— Start —

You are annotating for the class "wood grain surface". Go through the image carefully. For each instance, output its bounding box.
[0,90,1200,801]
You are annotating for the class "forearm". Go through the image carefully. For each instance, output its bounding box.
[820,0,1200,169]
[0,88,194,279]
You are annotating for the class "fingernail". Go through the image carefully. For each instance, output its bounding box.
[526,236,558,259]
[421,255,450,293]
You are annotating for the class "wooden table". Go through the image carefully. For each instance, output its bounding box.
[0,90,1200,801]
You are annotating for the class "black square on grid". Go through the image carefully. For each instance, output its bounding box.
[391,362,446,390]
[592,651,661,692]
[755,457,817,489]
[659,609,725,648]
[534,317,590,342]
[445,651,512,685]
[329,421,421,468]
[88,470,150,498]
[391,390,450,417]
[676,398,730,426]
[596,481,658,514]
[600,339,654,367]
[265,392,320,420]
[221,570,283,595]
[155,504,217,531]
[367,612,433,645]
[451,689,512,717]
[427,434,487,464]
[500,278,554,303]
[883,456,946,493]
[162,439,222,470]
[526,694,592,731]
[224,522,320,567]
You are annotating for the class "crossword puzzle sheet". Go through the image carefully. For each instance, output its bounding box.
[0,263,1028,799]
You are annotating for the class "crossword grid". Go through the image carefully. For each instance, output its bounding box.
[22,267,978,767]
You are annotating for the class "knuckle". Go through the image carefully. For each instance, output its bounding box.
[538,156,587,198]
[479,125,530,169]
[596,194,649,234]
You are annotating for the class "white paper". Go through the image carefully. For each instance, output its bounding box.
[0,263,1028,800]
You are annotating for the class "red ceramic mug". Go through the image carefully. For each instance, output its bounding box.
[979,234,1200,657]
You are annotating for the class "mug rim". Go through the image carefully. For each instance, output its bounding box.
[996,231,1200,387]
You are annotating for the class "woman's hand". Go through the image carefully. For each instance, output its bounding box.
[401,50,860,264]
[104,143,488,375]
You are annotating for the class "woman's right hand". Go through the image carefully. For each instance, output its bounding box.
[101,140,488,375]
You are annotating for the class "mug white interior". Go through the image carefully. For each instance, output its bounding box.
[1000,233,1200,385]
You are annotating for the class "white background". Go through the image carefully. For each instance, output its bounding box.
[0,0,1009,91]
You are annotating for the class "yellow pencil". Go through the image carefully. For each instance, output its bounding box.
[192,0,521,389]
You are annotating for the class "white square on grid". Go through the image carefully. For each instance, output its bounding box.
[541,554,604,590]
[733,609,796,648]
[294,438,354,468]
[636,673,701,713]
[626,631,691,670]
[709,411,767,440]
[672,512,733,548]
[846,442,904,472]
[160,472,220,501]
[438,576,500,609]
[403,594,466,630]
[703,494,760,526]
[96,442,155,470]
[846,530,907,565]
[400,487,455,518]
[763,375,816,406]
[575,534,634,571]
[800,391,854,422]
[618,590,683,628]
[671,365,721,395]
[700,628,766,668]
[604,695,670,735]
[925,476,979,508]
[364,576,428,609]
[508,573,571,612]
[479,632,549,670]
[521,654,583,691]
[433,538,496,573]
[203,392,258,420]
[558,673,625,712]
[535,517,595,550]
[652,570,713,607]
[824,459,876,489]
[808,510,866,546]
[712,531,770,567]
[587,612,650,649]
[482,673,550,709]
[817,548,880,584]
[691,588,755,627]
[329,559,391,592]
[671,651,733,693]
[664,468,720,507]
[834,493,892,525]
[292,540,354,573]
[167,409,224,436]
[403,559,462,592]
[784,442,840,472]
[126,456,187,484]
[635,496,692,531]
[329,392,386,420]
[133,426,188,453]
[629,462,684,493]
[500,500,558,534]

— End —

Count the lines in the material above that contain the string "woman", and reply with that number alone.

2